* begin *

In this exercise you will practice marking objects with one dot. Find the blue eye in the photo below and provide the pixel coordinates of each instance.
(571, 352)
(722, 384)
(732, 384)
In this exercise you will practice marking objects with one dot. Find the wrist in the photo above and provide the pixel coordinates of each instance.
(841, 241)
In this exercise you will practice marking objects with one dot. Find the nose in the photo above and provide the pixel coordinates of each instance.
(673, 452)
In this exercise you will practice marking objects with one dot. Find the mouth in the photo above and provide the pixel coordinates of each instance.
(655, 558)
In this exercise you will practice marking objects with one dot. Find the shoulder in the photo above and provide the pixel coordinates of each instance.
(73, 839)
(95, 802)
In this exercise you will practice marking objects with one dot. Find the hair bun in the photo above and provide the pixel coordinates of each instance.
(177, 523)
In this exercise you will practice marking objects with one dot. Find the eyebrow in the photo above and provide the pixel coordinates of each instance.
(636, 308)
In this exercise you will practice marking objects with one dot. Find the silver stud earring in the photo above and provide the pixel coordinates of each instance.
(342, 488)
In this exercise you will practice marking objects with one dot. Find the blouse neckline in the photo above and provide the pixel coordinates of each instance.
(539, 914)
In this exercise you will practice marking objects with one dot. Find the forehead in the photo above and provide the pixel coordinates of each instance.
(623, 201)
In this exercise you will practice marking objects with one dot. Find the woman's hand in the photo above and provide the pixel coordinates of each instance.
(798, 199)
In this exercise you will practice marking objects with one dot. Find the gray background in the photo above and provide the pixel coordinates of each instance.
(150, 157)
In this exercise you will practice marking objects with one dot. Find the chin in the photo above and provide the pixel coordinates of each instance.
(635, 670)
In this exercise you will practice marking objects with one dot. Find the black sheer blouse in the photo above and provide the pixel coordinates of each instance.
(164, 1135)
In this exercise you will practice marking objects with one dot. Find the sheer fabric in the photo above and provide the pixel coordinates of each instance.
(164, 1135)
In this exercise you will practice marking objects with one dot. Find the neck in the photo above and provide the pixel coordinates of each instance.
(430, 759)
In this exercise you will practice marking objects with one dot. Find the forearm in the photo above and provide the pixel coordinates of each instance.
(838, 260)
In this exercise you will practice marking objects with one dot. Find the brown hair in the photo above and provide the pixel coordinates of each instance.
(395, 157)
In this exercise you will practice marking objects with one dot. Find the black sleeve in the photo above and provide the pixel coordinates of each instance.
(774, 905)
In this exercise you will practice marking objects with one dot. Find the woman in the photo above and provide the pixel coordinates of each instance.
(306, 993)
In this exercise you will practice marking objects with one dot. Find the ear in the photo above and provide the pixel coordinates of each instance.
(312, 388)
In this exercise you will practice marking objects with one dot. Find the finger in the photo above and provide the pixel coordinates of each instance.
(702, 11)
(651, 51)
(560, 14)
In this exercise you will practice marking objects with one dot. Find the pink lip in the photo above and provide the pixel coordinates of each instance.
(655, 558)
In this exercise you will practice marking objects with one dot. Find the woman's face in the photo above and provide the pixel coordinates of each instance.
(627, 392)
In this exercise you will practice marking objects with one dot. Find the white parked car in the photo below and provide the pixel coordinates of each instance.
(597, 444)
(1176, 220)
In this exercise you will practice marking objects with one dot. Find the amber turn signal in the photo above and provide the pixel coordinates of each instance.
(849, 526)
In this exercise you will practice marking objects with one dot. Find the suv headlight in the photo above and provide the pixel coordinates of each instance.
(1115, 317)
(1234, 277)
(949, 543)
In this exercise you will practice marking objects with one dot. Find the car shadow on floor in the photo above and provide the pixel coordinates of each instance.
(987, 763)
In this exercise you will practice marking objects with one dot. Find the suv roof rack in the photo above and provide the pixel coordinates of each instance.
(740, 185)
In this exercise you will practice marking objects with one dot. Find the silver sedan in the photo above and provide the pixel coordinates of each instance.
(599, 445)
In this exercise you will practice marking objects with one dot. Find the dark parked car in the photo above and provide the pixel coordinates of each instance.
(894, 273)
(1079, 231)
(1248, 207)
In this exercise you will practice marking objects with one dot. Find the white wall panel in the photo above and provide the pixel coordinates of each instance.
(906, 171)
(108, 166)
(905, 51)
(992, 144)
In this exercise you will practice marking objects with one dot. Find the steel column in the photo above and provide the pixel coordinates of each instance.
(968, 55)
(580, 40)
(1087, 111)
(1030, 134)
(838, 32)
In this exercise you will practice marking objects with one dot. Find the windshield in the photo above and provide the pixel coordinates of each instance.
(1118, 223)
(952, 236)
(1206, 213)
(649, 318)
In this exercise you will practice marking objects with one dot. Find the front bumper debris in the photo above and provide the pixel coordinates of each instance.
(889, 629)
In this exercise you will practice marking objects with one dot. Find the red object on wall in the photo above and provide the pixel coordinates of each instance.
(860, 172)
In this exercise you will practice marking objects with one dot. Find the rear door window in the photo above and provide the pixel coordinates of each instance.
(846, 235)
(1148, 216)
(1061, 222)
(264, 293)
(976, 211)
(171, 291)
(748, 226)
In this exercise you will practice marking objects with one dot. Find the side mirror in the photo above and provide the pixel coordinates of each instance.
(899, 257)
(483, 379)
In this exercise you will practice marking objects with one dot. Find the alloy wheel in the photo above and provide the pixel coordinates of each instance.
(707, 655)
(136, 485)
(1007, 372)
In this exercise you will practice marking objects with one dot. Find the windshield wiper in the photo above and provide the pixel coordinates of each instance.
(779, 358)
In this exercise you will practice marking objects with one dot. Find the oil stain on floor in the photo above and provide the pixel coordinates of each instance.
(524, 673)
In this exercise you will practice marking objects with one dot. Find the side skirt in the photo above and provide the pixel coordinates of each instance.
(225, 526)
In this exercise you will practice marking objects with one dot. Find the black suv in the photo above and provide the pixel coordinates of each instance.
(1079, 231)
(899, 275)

* end *

• [Task directions]: Find the line containing "the side mirror" in the material above. Print it and every line after it through the end, exactly and only those.

• [Task solution]:
In this exercise you will practice marking objects with one dot. Find the side mirror in the photo above and provide the pixel coordinates of each instance.
(899, 257)
(483, 379)
In this exercise you will practice marking objects with one dot. Find the alloy wheel in the photo above and provide the pixel coordinates of each instance.
(707, 655)
(136, 485)
(1007, 372)
In this exercise you will practice marking objects with one dot. Find the windshield wiper in the photo above and provide the pixel coordinates of each instance.
(779, 358)
In this exercise you will practice marking objects with one dot. Find the oil stain on floor in the photo above and provide the pixel coordinates of each instance.
(524, 673)
In this exercise you will practice marking objects with one dot. Find the side skirt in the photo above and provide the pixel coordinates of each instance.
(225, 526)
In this exercise you will practice marking objects with one dot. Find the black suv in the photo above and provide the pixel coordinates of each instance.
(1079, 231)
(899, 275)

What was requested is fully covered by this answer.